**Teks Hasil Ekstraksi**
CONTOHTEKS
 

Sebutkan Isi Aturan Tanam Paksa yang Dilakukan Jepang Terhadap Indonesia?

 

CONTOHTEKS.NET – Tanam paksa atau dalam bahasa Belanda lebih dikenal dengan istilah cultuur stelsel, merupakan ide yang dicetuskan oleh seorang gubernur jendral Belanda bernama Johannes Van den Bosch. Dalam tanam paksa sendiri Indonesia merupakan pihak yang sangat dirugikan, sementara keuntungan dari tanam paksa sebagian besar untuk Belanda. Dalam pelaksanaannya, tanam paksa sepenuhnya diawasi oleh pegawai-pegawai bangsa Belanda. Sementara itu para pekerja akan mendapatkan upah atau sering disebut cultuur procenten.
Upah yang diperoleh akan bergantung kepada sebera besar hasil yang dikumpulkan kemudian diserahkan kepada Belanda. Dengan sistem yang seperti itu maka para pelaksana tanam paksa menghalalkan segala cara untuk meraih hasil yang besar, akibatnya terjadi berbagai penyimpangan pelaksanaan sistem tanam paksa, penyelewengan tersebut diantaranya:
1. Rakyat lebih fokus menanam tanaman kualitas ekspor, dibandingkan menggarap ladang atau sawah untuk tanaman lokal.
2. Bagi rakyat yang tidak memiliki tanah harus bekerja ekstra keras melebihi waktu yang ditentukan.
3. Jatah tanah untuk tanaman ekspor melebihi seperlima dari seluruh lahan yang digarap.
4. Apabila terdapat kelebihan hasil panan, tidak dikembalikan ke petani.
5. Kegagalan panen menjadi tanggung jawab rakyat.

Isi Aturan Tanam Paksa
Adapun isi aturan tanam paksa adalah sebagai berikut:
1). Tuntutan kepada setiap rakyat Indonesia agar menyediakan tanah pertanian untuk cultuurstelsel tidak melebihi 20% atau seperlima dari tanahnya untuk ditanami jenis tanaman perdagangan.
2). Pembebasan tanah yang disediakan untuk cultturstelsel dari pajak, karena hasil tanamannya dianggap sebagai pembayaran pajak.
3). Rakyat yang tidak memiliki tanah pertanian dapat menggantinya dengan bekerja di perusahaan milik pemerintah Belanda atau di pabrik milik pemerintah Belanda selama 66 hari atau seperlima tahun.
4). Waktu untuk mengerjakan tanaman pada tanah pertanian untuk cultuurstelsel tidak boleh melebihi waktu tanam padi atau kurang lebih 3 (tiga) bulan.
5). Kelebihan hasil produksi pertanian dari ketentuan akan dikembalikan kepada rakyat.
6). Kerusakan atau kerugian sebagai akibat gagal panen yang bukan karena kesalahan petani seperti bencana alam dan terserang hama, akan ditanggung oleh pemerintah Belanda.
7). Penyerahan teknik pelaksanaan aturan tanam paksa kepada kepala desa.

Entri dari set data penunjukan
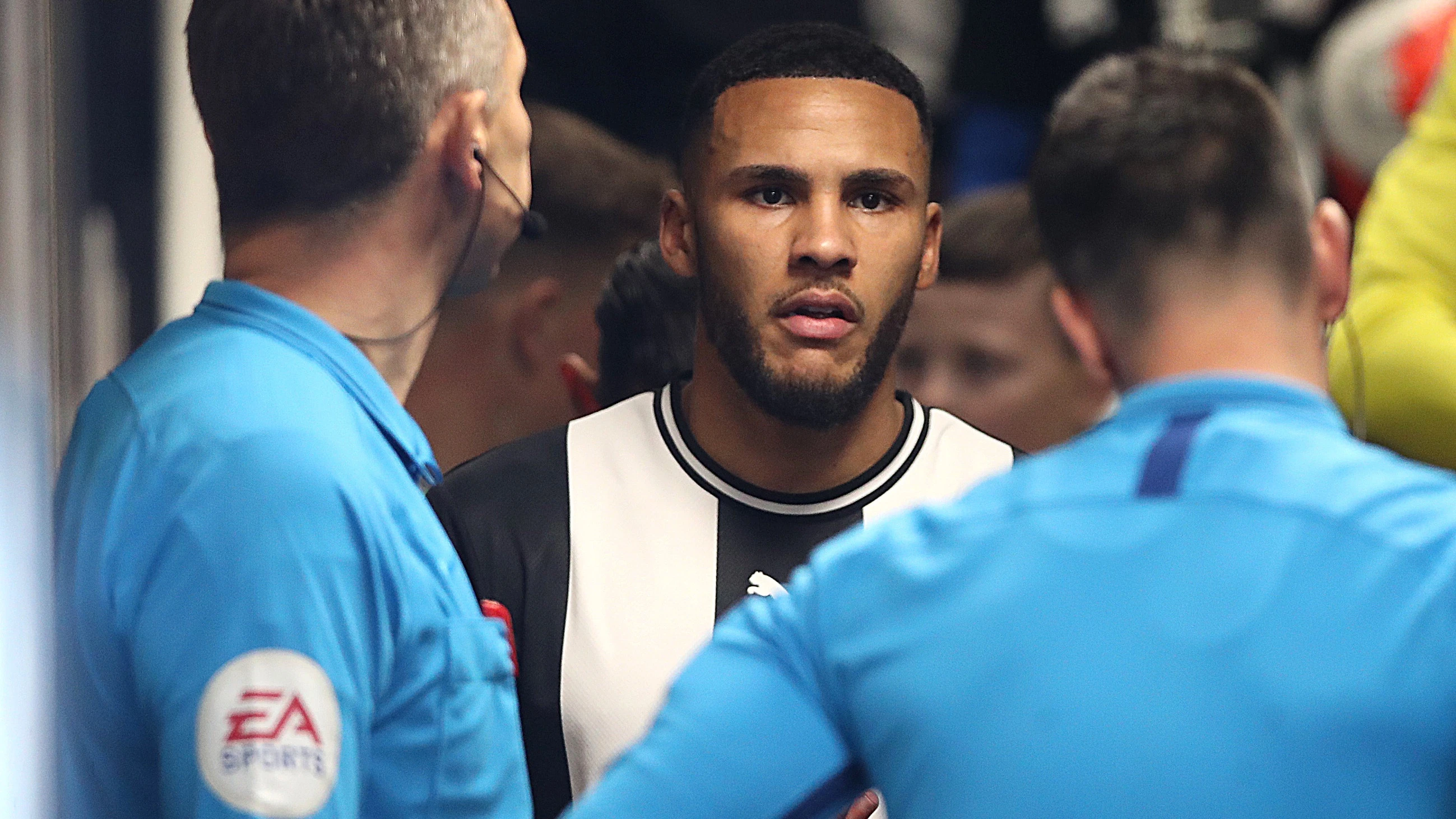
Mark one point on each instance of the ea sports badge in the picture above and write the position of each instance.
(268, 735)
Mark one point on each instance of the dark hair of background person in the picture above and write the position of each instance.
(797, 50)
(1165, 152)
(315, 105)
(593, 189)
(990, 238)
(648, 322)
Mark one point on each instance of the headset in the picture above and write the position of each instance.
(1357, 421)
(534, 226)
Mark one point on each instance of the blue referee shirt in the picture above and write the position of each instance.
(1215, 604)
(259, 613)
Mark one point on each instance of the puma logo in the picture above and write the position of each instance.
(765, 587)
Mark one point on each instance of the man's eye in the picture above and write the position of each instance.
(871, 201)
(771, 197)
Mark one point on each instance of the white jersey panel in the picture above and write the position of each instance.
(641, 588)
(954, 459)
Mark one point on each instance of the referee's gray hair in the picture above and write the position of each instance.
(318, 105)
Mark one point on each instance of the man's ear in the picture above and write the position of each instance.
(461, 130)
(581, 384)
(530, 348)
(675, 235)
(931, 255)
(1075, 315)
(1330, 235)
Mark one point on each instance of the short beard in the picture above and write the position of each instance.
(814, 405)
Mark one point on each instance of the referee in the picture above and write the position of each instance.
(618, 540)
(259, 613)
(1215, 604)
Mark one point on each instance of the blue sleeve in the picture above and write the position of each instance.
(258, 630)
(746, 730)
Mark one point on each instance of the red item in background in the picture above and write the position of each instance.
(497, 611)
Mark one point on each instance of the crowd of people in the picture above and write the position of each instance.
(514, 471)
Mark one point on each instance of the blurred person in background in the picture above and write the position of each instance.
(616, 542)
(1374, 70)
(495, 371)
(1392, 359)
(648, 322)
(259, 615)
(1218, 604)
(983, 342)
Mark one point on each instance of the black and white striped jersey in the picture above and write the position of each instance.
(615, 543)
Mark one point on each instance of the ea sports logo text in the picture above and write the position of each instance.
(273, 738)
(240, 720)
(268, 734)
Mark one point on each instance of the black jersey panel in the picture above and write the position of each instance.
(509, 515)
(752, 542)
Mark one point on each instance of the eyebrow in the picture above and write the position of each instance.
(778, 174)
(880, 176)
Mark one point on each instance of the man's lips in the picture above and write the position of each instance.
(819, 315)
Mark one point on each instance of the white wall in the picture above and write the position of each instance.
(27, 287)
(190, 248)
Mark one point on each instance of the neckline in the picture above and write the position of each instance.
(1199, 392)
(667, 406)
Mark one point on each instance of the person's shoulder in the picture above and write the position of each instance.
(1374, 491)
(205, 379)
(625, 420)
(954, 435)
(510, 478)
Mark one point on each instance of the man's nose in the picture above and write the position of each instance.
(824, 240)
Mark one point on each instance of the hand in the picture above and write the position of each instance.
(864, 806)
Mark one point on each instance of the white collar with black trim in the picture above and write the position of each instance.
(714, 478)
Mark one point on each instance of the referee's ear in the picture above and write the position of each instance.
(676, 235)
(1079, 323)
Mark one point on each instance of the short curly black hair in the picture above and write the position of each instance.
(797, 50)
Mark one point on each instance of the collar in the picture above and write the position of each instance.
(240, 303)
(1202, 393)
(870, 485)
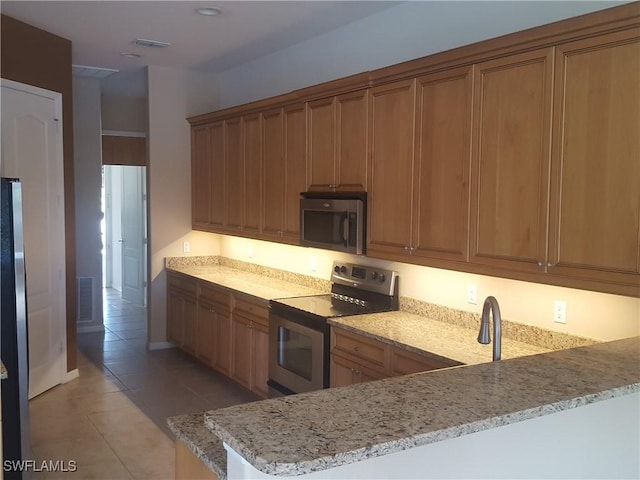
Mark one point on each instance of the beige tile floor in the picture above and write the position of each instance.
(111, 421)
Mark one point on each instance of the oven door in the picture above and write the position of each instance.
(297, 357)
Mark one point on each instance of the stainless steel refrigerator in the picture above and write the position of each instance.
(13, 334)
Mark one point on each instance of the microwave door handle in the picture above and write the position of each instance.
(345, 229)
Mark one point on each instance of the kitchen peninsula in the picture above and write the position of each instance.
(538, 400)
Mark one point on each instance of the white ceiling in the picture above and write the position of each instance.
(246, 30)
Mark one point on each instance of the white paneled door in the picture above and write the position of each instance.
(32, 152)
(133, 234)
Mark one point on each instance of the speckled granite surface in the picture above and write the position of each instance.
(195, 435)
(324, 429)
(246, 282)
(426, 336)
(515, 331)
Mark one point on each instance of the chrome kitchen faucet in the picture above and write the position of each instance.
(491, 305)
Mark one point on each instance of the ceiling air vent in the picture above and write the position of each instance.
(151, 43)
(93, 72)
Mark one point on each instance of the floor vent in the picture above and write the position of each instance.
(85, 299)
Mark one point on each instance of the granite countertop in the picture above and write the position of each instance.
(430, 337)
(191, 430)
(325, 429)
(245, 282)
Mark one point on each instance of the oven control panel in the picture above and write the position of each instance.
(373, 279)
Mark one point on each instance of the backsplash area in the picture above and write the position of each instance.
(516, 331)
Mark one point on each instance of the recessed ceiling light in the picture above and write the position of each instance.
(209, 11)
(151, 43)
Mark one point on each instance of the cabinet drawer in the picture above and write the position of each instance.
(214, 295)
(182, 283)
(252, 309)
(404, 362)
(360, 347)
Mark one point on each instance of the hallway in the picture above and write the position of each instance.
(112, 419)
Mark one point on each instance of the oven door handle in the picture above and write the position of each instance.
(345, 229)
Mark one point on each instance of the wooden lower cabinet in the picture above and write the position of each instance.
(356, 359)
(189, 466)
(224, 331)
(249, 344)
(181, 310)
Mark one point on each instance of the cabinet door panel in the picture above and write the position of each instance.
(511, 160)
(190, 314)
(252, 156)
(352, 143)
(241, 351)
(322, 143)
(218, 176)
(235, 174)
(596, 188)
(260, 360)
(274, 172)
(223, 343)
(295, 154)
(201, 176)
(392, 152)
(205, 333)
(444, 157)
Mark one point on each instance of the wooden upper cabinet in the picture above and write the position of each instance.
(235, 174)
(273, 173)
(252, 178)
(201, 177)
(393, 125)
(443, 165)
(595, 196)
(217, 179)
(295, 162)
(510, 164)
(352, 148)
(322, 143)
(338, 144)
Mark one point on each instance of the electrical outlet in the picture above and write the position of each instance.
(472, 294)
(560, 311)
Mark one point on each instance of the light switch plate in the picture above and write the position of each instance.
(560, 311)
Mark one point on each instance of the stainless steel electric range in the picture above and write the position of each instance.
(298, 329)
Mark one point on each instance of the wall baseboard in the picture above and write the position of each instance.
(90, 328)
(72, 375)
(159, 345)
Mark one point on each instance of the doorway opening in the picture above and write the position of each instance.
(124, 233)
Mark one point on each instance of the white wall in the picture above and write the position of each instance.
(123, 113)
(87, 144)
(411, 30)
(173, 95)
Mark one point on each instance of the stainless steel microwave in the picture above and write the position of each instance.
(333, 221)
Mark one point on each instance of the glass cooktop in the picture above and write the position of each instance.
(330, 306)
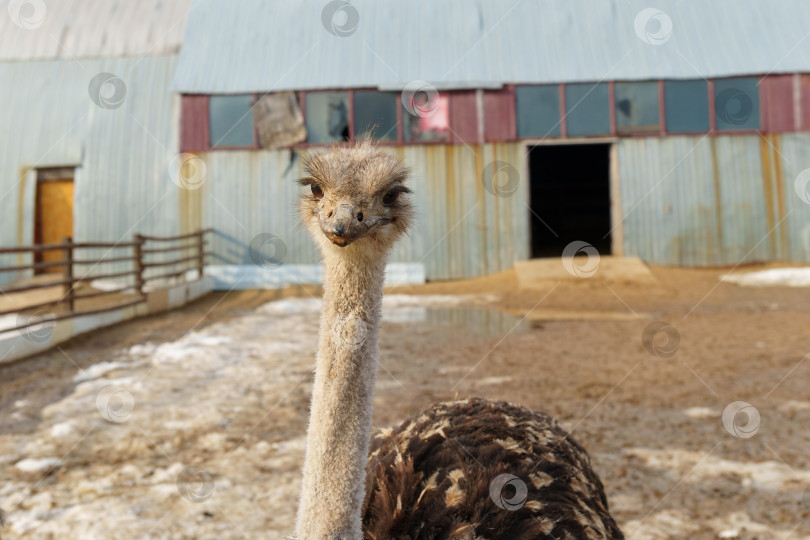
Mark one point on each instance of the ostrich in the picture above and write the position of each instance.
(472, 469)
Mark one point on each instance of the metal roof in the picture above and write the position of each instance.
(262, 45)
(40, 29)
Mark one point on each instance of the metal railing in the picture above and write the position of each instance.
(188, 250)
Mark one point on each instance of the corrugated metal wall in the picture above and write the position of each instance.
(121, 155)
(714, 200)
(462, 230)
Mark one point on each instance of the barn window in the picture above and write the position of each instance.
(327, 116)
(636, 107)
(736, 103)
(687, 106)
(587, 109)
(231, 121)
(538, 111)
(428, 121)
(376, 112)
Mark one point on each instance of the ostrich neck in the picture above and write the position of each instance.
(340, 417)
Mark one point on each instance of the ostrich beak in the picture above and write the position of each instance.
(347, 223)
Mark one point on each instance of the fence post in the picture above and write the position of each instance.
(139, 240)
(67, 272)
(201, 253)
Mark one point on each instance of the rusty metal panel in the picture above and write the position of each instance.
(194, 130)
(777, 103)
(724, 200)
(499, 115)
(794, 151)
(804, 100)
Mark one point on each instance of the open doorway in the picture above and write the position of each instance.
(570, 197)
(53, 215)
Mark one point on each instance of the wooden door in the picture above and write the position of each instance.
(54, 215)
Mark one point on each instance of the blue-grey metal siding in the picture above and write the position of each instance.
(261, 45)
(122, 156)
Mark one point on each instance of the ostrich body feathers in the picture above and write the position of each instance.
(431, 478)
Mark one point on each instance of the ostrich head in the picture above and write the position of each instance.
(357, 199)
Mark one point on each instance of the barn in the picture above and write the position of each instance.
(677, 133)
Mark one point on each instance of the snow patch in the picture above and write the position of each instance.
(661, 526)
(97, 370)
(701, 412)
(699, 466)
(775, 277)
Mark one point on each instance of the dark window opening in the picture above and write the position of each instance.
(231, 120)
(570, 197)
(587, 109)
(636, 107)
(687, 106)
(538, 111)
(736, 103)
(327, 117)
(376, 113)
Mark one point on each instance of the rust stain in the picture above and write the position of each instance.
(718, 206)
(21, 211)
(495, 221)
(780, 194)
(450, 192)
(768, 189)
(482, 207)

**Tugas yang Dikerjakan**
1. Kutip secara persis bagian dari teks tentang tanam paksa, mulai dari "2. Bagi rakyat" sampai dengan "atau seperlima tahun.".
2. Menurut teks tentang tanam paksa, siapa nama gubernur jenderal Belanda yang mencetuskan gagasan tanam paksa?

**Jawaban Berurutan**
1.
2. Bagi rakyat yang tidak memiliki tanah harus bekerja ekstra keras melebihi waktu yang ditentukan.
3. Jatah tanah untuk tanaman ekspor melebihi seperlima dari seluruh lahan yang digarap.
4. Apabila terdapat kelebihan hasil panan, tidak dikembalikan ke petani.
5. Kegagalan panen menjadi tanggung jawab rakyat.

Isi Aturan Tanam Paksa
Adapun isi aturan tanam paksa adalah sebagai berikut:
1). Tuntutan kepada setiap rakyat Indonesia agar menyediakan tanah pertanian untuk cultuurstelsel tidak melebihi 20% atau seperlima dari tanahnya untuk ditanami jenis tanaman perdagangan.
2). Pembebasan tanah yang disediakan untuk cultturstelsel dari pajak, karena hasil tanamannya dianggap sebagai pembayaran pajak.
3). Rakyat yang tidak memiliki tanah pertanian dapat menggantinya dengan bekerja di perusahaan milik pemerintah Belanda atau di pabrik milik pemerintah Belanda selama 66 hari atau seperlima tahun.

2. Johannes Van den Bosch.